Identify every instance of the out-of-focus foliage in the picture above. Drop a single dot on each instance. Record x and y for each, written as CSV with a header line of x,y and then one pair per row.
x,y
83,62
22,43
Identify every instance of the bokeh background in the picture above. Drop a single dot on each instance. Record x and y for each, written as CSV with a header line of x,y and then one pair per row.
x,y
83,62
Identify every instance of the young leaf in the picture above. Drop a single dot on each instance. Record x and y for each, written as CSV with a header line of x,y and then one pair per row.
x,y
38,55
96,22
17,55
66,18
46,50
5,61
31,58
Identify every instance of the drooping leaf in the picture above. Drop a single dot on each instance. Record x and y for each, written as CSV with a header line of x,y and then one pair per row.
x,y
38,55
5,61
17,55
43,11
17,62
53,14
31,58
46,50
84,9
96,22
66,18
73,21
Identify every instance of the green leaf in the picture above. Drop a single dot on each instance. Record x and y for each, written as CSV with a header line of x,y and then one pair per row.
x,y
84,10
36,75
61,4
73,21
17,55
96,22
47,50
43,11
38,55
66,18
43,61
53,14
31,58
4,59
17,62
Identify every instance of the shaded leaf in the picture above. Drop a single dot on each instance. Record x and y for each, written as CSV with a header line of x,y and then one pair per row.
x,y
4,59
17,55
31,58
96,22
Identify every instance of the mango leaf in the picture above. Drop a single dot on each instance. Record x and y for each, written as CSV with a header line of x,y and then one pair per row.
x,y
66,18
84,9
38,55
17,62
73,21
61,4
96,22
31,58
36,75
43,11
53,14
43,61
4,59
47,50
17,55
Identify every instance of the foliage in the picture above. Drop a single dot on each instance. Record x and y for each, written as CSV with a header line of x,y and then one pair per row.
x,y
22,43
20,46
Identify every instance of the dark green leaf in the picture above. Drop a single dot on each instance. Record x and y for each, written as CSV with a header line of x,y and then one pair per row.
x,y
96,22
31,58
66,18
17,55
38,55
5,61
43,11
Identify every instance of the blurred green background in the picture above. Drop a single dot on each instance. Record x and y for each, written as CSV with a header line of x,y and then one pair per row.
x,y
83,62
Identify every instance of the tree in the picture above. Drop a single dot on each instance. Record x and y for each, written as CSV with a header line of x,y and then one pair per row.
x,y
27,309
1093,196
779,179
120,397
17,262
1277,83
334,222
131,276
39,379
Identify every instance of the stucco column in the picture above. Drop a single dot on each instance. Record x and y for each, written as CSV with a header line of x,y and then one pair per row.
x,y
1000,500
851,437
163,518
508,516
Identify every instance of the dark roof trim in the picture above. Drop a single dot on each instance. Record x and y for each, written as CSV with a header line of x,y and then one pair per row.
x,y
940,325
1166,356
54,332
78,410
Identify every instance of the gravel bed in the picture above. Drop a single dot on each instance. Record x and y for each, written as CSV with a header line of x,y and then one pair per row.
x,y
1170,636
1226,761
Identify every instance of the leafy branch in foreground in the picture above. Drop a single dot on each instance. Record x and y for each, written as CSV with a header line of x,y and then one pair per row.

(THE PROBLEM)
Please print all of the material again with no alteration.

(COMPLETED TASK)
Identify every instance of the out-of-focus foliage in the picture above. Drop a single dot on each instance. Record x and y for each, written as CSV with a header line of x,y and then one pair per row.
x,y
83,62
22,43
Identify every instance of the bokeh background in the picture above. Drop a single dot on each instance. Record x and y for each, written as CSV with a header line of x,y and then one pair per row.
x,y
83,62
Identify every instance of the young leaf in the picture above. Drop a single dot on each instance. Record x and y for each, written as CSV with a header line of x,y and then one pair per row.
x,y
38,55
96,22
17,55
66,18
46,50
5,61
31,58
Identify every instance of the drooping leaf in the picture above. Drop a single dot on each instance. Record x and y for each, written as CSV with a header line of x,y and then one pair per row.
x,y
38,55
5,61
17,55
43,11
17,62
53,14
31,58
46,50
84,9
96,22
66,18
73,21
Identify every instance of the green leaf in the picture above. Drop a single dot on each instance. Record x and y for each, written as CSV with a header line of x,y and then one pair per row.
x,y
84,10
36,75
61,4
73,21
17,55
96,22
47,50
43,11
38,55
66,18
43,61
53,14
31,58
4,59
17,62
Identify every instance of the shaded leaf in the picture above. Drop a single dot on each instance. Record x and y for each, written as CSV with a header line of x,y and then one pair per row.
x,y
4,59
17,55
31,58
96,22
Identify every instance of the mango leaf in the picture above. Drop a single dot on each instance. Record x and y for each, written as CSV with a header line of x,y and then one pair per row.
x,y
66,18
84,9
38,55
17,62
73,21
61,4
96,22
31,58
36,75
43,11
53,14
43,61
4,59
47,50
17,55
Identify every instance of the foliage in the picture above. Drop a single dot on each instance. Record x and y for each, written as CSV with a header line of x,y and then one pair per row.
x,y
22,43
20,46
Identify every instance of the dark green leaf in the picture above. Drop a single dot on each instance. Record x and y for each, written as CSV with a header line of x,y and then one pair per row.
x,y
96,22
31,58
66,18
17,55
38,55
5,61
43,11
Identify every instance of the blurred green background in the picture above. Drop a single dot on each instance. Record x and y for each, written as CSV with a header line of x,y and then one pair per row.
x,y
83,62
Identify every instance of the tree in the picture above. Drop a single dot on each instance. Record x and y for each, written as CSV with a header line of x,y and then one pair per row.
x,y
27,309
1093,196
779,179
120,397
17,262
1277,83
334,222
131,276
39,379
Identify every instance of the stucco column in the picture above. Drop a single dot on each instance. Record x and y for each, written as CSV with a header line of x,y and then one pair per row.
x,y
1000,500
851,437
163,518
508,516
Identify every instance of the dark roof trim in the picture above. Drop a single dot on each instance. Record x and y for each, written as CSV with a header line of x,y and then one pair per row.
x,y
940,325
1166,356
54,332
78,410
Identify every instance of the gravel bed in the picture above. Drop a single dot on each instance. Record x and y for each, written as CSV with a header line of x,y and then one pair per row.
x,y
1170,636
1226,761
Identify every instance of the leafy branch in foreground in the picture above. Drop a single dot on each instance. Record x and y for each, written as CSV with a header line of x,y and then one pair per row.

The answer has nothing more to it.